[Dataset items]
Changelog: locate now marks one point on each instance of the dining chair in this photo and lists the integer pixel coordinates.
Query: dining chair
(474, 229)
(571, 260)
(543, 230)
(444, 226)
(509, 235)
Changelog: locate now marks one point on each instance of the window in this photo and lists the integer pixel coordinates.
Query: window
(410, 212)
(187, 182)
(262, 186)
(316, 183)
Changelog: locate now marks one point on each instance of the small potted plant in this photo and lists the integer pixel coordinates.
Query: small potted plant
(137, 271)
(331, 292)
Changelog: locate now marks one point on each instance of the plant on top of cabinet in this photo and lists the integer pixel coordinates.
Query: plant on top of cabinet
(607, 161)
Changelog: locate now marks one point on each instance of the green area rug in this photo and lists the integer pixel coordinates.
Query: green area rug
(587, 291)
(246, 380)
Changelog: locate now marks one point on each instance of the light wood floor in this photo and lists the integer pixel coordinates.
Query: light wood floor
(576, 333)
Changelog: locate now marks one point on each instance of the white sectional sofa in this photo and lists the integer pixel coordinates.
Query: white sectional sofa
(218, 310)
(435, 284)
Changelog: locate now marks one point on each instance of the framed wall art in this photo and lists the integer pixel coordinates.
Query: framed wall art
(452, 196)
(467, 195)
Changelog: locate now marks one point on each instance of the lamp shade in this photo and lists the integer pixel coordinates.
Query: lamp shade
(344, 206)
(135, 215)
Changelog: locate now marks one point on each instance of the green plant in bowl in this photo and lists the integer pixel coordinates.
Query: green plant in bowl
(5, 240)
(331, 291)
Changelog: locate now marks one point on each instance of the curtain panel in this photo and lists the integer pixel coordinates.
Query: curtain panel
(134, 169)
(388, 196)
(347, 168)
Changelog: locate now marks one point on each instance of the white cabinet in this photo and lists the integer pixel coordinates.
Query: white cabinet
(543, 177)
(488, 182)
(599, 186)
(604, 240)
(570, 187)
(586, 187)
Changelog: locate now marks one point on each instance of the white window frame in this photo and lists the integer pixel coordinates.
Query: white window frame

» **Problem to work on**
Nothing but the lines from the start of the data above through the line with "of the window" should appear in your answer, copied exactly.

» **Answer to the exercise**
Changelog: locate now marks one point on each instance of the dining chair in this photo and lists the integer pixel coordinates.
Query: dining chair
(474, 229)
(571, 260)
(543, 230)
(444, 226)
(509, 235)
Changelog: locate now marks one point on each instance of the window in this photo and lists the integer pixel coordinates.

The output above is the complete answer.